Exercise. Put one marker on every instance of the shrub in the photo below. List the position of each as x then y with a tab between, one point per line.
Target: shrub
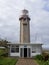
39	57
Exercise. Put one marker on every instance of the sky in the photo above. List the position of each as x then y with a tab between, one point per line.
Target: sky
10	10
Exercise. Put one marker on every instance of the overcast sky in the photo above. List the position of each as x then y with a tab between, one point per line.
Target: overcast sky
10	11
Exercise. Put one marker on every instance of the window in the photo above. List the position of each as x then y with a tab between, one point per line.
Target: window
17	49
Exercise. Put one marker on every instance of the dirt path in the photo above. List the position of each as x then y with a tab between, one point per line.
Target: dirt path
26	62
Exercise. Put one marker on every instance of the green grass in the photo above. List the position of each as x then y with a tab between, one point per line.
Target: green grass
6	60
43	62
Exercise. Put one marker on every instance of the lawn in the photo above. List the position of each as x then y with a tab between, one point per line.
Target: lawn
42	60
6	60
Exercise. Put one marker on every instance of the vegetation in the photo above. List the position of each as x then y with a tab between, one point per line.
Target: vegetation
4	59
7	61
42	59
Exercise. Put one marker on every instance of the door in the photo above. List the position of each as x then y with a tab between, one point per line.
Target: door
29	53
21	50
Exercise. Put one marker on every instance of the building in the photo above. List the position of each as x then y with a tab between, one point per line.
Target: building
25	48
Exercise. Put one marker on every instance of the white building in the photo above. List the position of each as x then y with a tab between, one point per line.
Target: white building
25	48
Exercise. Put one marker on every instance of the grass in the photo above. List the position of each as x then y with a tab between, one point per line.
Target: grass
6	60
42	60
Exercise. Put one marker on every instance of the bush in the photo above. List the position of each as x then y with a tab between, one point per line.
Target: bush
39	57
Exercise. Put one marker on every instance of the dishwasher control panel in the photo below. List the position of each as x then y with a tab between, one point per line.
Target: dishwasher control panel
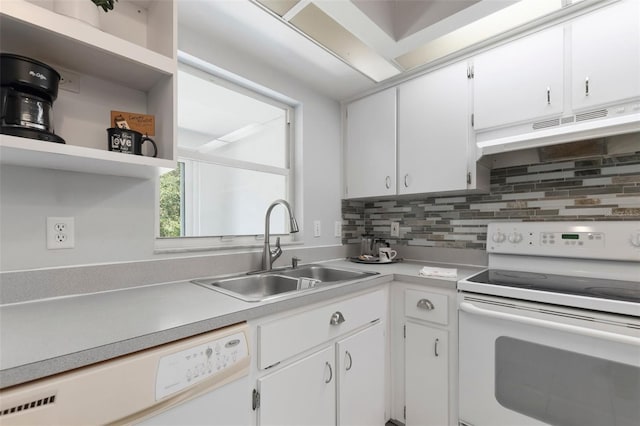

☆ ☆ ☆ ☆ ☆ ☆ ☆

__Consigne__
Quelles lignes des entrées ci-dessus contiennent le mot « panel » ? Relevez-les toutes.

__Corrigé__
Exercise. Put one marker on every instance of the dishwasher control panel in the photo below. List the position of each as x then y with a tab between, one point per line.
Target: dishwasher control panel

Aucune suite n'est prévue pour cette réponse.